Coordinate annotation records
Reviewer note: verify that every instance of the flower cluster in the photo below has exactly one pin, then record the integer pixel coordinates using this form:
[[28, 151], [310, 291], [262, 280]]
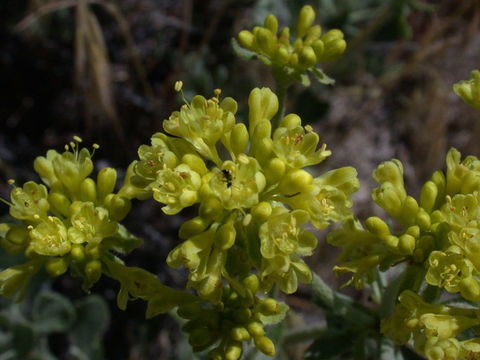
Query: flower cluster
[[254, 199], [293, 59], [435, 329], [441, 234], [235, 320], [69, 221]]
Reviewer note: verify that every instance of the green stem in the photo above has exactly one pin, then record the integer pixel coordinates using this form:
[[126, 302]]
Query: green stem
[[281, 87], [341, 305]]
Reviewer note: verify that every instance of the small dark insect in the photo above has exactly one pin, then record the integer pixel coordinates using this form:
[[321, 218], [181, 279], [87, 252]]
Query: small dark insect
[[227, 177]]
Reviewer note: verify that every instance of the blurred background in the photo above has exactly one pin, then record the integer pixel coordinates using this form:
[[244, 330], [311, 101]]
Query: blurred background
[[105, 69]]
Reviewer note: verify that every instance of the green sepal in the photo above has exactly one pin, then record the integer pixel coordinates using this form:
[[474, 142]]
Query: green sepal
[[321, 77]]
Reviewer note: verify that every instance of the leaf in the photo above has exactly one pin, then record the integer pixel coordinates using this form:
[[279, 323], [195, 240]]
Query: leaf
[[93, 319], [321, 77], [330, 345], [52, 312], [340, 305], [242, 52]]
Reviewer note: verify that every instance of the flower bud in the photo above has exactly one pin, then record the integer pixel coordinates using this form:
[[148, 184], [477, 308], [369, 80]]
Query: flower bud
[[268, 306], [239, 333], [261, 211], [266, 41], [438, 177], [265, 345], [388, 199], [406, 244], [195, 163], [423, 220], [252, 283], [60, 202], [314, 32], [93, 271], [470, 289], [188, 198], [242, 315], [377, 226], [428, 196], [281, 55], [225, 236], [239, 139], [210, 208], [271, 23], [246, 39], [88, 190], [56, 266], [78, 253], [291, 121], [409, 211], [306, 17], [295, 181], [275, 170], [470, 183], [414, 231], [332, 35], [318, 47], [233, 351], [391, 241], [284, 37], [307, 57], [255, 329], [44, 168], [106, 180], [17, 235], [119, 207], [263, 104]]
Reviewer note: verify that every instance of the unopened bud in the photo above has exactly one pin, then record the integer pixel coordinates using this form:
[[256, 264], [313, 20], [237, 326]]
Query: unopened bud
[[246, 39], [377, 226], [106, 180], [195, 163], [88, 190], [56, 266], [239, 139], [295, 181], [265, 345], [17, 235], [428, 196], [93, 271], [225, 236], [406, 244], [271, 23], [305, 19]]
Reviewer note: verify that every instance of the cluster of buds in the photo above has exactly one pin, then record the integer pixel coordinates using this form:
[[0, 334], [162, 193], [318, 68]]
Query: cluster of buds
[[252, 206], [293, 58], [69, 221], [441, 234], [434, 329], [469, 90], [234, 321]]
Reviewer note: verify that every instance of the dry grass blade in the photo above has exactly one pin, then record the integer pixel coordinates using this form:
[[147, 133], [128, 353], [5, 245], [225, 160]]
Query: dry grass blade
[[28, 20], [115, 12]]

§ **AIM**:
Lay out the lines of the rows as a JSON list of strings, one string per line with blank lines left out, starting at the line containing "Reviewer note: verify that every instance of the flower bud" and ending at the line containing "90], [234, 321]]".

§ **TASK SOLUTION**:
[
  "Reviewer note: verify that every instance of the flower bud in the photo above has exactly one pin, then record the integer pixel coordinates using this form:",
  "[[148, 184], [477, 308], [369, 80]]",
  "Query: flower bud",
  "[[268, 306], [239, 333], [261, 211], [266, 41], [438, 177], [265, 345], [388, 199], [406, 244], [195, 163], [423, 220], [252, 283], [60, 202], [314, 32], [93, 271], [470, 289], [188, 198], [242, 315], [377, 226], [428, 196], [281, 55], [225, 236], [239, 139], [210, 208], [271, 23], [246, 39], [88, 190], [56, 266], [78, 253], [291, 121], [409, 211], [306, 17], [295, 181], [275, 170], [470, 183], [414, 231], [332, 35], [318, 47], [233, 351], [391, 241], [284, 37], [307, 57], [255, 329], [44, 168], [106, 180], [17, 235], [119, 207], [263, 104]]",
  "Reviewer note: verify that every instance of the unopened bud in the photo above has exactly one pin, then record the integer pixel coordinates using this form:",
  "[[256, 264], [313, 20], [237, 326]]",
  "Query: unopened bud",
  "[[246, 39], [377, 226], [106, 180], [195, 163], [88, 190], [56, 266], [239, 139], [295, 181], [265, 345], [17, 235], [428, 196], [93, 271], [225, 236], [406, 244], [271, 23], [305, 19]]",
  "Reviewer note: verify that every instance of the cluster of buds in the photo above has exactly one pin, then record the integer pixel coordinates using this form:",
  "[[0, 334], [162, 193], [318, 68]]",
  "Query: cluster of buds",
  "[[252, 206], [293, 58], [69, 221], [441, 234], [434, 329], [469, 90], [234, 321]]"
]